- Set exercise:
Quote the lines below exactly, from the one that holds "TARGET = road marking" through the final line of the records, and only those.

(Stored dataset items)
- - -

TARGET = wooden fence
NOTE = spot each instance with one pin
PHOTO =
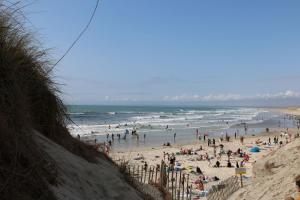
(224, 189)
(176, 183)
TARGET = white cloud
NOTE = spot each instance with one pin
(232, 97)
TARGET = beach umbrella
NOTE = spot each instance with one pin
(255, 149)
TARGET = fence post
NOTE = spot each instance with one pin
(183, 177)
(187, 185)
(152, 173)
(138, 172)
(142, 174)
(145, 174)
(149, 174)
(156, 171)
(168, 181)
(172, 179)
(179, 185)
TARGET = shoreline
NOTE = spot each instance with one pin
(153, 155)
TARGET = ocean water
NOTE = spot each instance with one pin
(159, 123)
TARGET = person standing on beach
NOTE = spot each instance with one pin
(242, 140)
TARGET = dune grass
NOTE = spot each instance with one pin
(29, 102)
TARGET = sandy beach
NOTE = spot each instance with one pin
(153, 156)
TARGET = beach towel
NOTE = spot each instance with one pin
(255, 149)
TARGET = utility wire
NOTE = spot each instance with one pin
(79, 36)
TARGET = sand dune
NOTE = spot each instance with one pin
(83, 180)
(274, 175)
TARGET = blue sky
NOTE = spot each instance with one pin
(169, 50)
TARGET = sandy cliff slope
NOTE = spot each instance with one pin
(273, 175)
(83, 180)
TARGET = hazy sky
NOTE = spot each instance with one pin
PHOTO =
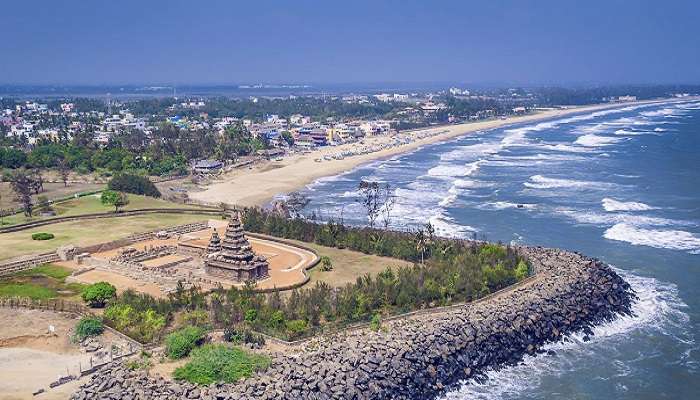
(527, 42)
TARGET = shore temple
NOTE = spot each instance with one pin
(233, 258)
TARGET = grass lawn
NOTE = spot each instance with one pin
(84, 233)
(91, 204)
(43, 282)
(348, 265)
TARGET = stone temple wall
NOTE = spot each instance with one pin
(422, 356)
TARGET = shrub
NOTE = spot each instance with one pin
(42, 236)
(326, 264)
(522, 271)
(376, 323)
(240, 335)
(88, 326)
(141, 325)
(179, 343)
(135, 184)
(98, 294)
(115, 199)
(220, 363)
(196, 318)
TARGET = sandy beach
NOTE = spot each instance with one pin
(257, 186)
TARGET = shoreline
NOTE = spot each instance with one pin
(260, 185)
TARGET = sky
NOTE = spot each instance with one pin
(355, 41)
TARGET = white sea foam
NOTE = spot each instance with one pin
(662, 239)
(615, 205)
(657, 311)
(453, 171)
(465, 153)
(471, 184)
(608, 219)
(592, 140)
(502, 205)
(543, 182)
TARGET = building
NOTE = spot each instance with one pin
(235, 260)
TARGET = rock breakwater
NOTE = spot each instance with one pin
(422, 356)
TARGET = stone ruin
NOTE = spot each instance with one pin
(130, 255)
(234, 259)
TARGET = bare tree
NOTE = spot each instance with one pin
(22, 184)
(37, 182)
(373, 197)
(64, 171)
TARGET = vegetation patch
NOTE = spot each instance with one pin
(42, 236)
(220, 363)
(43, 282)
(97, 294)
(179, 343)
(87, 327)
(25, 289)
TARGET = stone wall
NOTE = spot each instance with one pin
(422, 356)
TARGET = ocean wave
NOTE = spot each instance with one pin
(615, 205)
(502, 205)
(543, 182)
(592, 140)
(607, 219)
(453, 171)
(471, 184)
(661, 239)
(657, 311)
(466, 152)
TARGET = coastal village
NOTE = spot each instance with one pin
(215, 269)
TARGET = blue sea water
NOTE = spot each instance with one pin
(622, 185)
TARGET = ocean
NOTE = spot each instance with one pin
(622, 185)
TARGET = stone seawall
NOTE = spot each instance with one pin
(422, 356)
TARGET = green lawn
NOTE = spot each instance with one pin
(89, 232)
(91, 204)
(43, 282)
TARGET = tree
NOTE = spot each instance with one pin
(98, 294)
(37, 182)
(64, 171)
(114, 198)
(22, 184)
(374, 197)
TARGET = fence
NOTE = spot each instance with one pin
(19, 264)
(131, 213)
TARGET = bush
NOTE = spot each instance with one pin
(326, 264)
(135, 184)
(141, 325)
(220, 363)
(179, 344)
(98, 294)
(376, 323)
(522, 271)
(196, 318)
(42, 236)
(88, 326)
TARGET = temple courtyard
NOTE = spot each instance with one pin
(156, 265)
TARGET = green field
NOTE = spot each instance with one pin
(43, 282)
(91, 204)
(89, 232)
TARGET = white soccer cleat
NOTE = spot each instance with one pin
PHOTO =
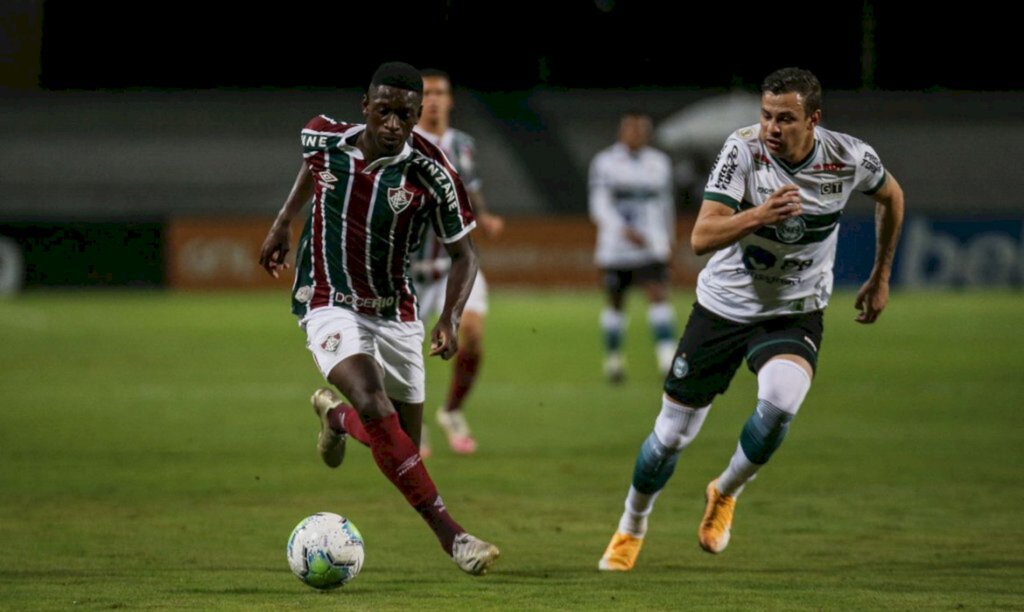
(472, 555)
(330, 443)
(455, 426)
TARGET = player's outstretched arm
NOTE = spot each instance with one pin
(718, 225)
(873, 295)
(276, 244)
(444, 337)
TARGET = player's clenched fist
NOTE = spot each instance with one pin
(784, 203)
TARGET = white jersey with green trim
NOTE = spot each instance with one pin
(785, 268)
(632, 189)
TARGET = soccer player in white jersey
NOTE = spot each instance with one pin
(374, 187)
(632, 205)
(430, 262)
(769, 215)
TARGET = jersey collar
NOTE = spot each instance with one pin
(355, 153)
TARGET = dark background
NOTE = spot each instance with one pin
(520, 45)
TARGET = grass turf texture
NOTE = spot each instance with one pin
(157, 449)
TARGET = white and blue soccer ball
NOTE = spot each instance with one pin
(325, 551)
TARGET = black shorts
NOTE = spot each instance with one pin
(712, 348)
(620, 279)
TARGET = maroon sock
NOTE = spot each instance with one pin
(466, 365)
(398, 459)
(343, 418)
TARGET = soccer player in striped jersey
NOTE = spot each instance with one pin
(375, 187)
(430, 263)
(769, 215)
(631, 203)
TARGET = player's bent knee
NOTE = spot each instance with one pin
(783, 384)
(678, 425)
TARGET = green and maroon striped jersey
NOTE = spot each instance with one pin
(367, 218)
(430, 262)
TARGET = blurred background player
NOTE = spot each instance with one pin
(375, 187)
(431, 263)
(632, 204)
(770, 215)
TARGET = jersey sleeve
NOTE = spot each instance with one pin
(600, 205)
(453, 216)
(320, 132)
(870, 174)
(727, 181)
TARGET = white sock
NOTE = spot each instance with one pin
(784, 385)
(739, 471)
(638, 508)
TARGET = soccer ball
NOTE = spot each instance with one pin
(325, 551)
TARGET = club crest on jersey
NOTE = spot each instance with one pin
(328, 179)
(399, 199)
(791, 229)
(680, 367)
(331, 342)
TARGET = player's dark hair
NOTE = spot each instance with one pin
(398, 75)
(796, 80)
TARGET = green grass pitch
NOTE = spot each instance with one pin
(157, 449)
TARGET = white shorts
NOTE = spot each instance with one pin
(335, 334)
(431, 297)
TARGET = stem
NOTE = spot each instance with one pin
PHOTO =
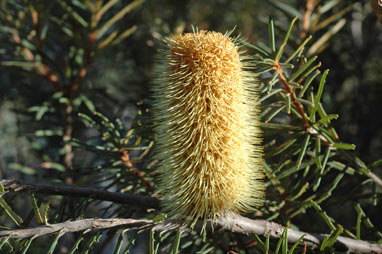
(290, 93)
(48, 189)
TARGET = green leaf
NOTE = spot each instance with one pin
(317, 98)
(4, 240)
(118, 246)
(36, 210)
(101, 31)
(175, 248)
(271, 30)
(287, 8)
(159, 218)
(298, 50)
(11, 214)
(344, 146)
(323, 215)
(77, 17)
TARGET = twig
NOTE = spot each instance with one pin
(232, 222)
(74, 226)
(121, 198)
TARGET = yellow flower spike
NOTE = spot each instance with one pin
(207, 124)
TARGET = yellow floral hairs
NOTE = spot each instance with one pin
(207, 125)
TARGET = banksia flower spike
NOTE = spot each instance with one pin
(207, 126)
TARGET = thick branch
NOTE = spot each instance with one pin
(232, 222)
(121, 198)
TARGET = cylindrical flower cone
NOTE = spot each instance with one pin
(207, 125)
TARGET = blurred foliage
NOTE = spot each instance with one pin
(75, 110)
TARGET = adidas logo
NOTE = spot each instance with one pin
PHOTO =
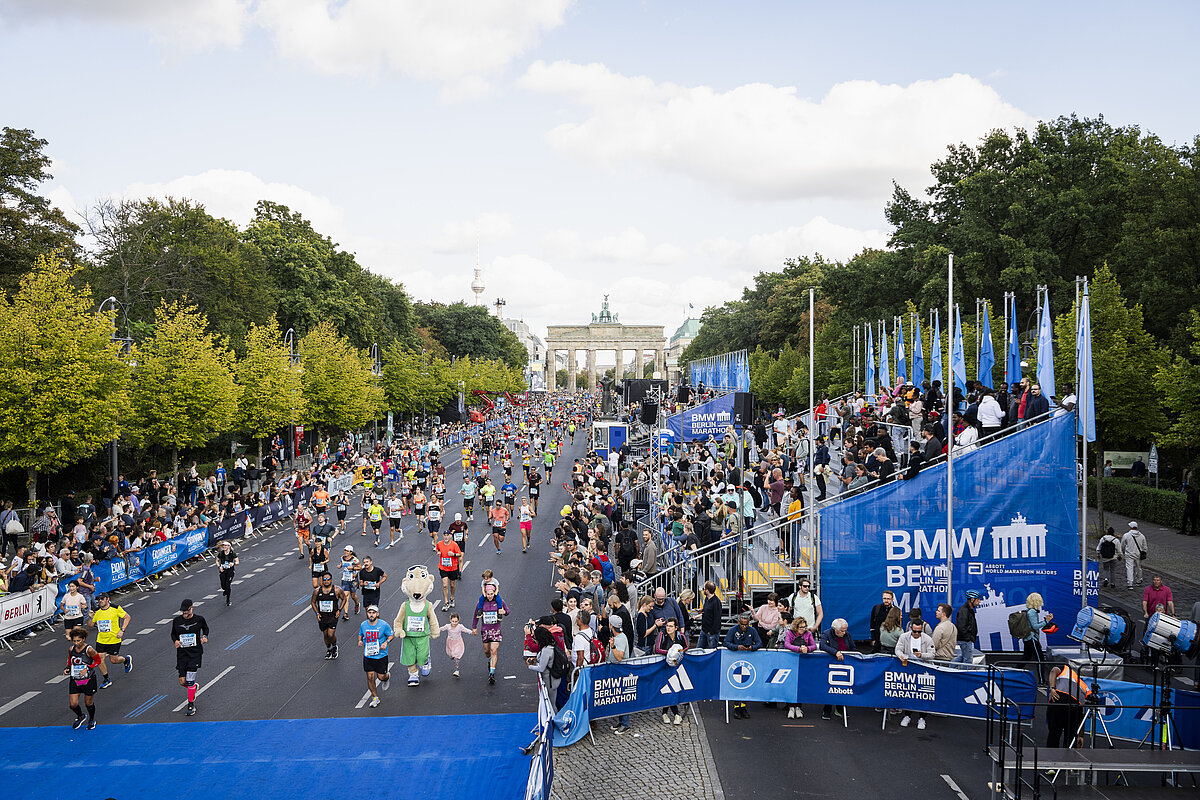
(678, 683)
(984, 693)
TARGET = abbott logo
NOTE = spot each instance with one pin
(677, 683)
(841, 679)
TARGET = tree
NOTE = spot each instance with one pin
(29, 224)
(184, 391)
(339, 388)
(271, 390)
(64, 378)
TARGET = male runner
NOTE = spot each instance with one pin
(375, 635)
(81, 672)
(111, 623)
(190, 633)
(371, 578)
(226, 563)
(329, 602)
(450, 566)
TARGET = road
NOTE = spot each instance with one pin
(265, 659)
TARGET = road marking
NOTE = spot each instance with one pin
(954, 787)
(11, 704)
(280, 630)
(202, 689)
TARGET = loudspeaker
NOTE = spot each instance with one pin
(743, 408)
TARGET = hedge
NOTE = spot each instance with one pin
(1129, 499)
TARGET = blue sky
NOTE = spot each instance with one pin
(661, 152)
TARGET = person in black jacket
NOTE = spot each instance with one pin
(969, 629)
(711, 619)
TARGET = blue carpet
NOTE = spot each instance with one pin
(443, 757)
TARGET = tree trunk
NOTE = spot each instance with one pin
(31, 485)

- - -

- Reply to the exercise:
TARGET = road marking
NOTE = spot each instance with one pin
(954, 787)
(11, 704)
(280, 630)
(202, 689)
TARGET = loudspeaker
NOTE = spot each instance with one pin
(743, 408)
TARGET = hedge
NOTE = spot each instance with one pin
(1129, 499)
TARGET = blue sky
NOTE = spot each instance with one pin
(661, 152)
TARGET = person in black jacket
NOTE = spot each instance with one pin
(969, 629)
(711, 619)
TARGET = blue carpet
NOTE = spot each instance with one pin
(443, 757)
TARGET = tree trunk
NOTE = spot each instance with one pin
(31, 485)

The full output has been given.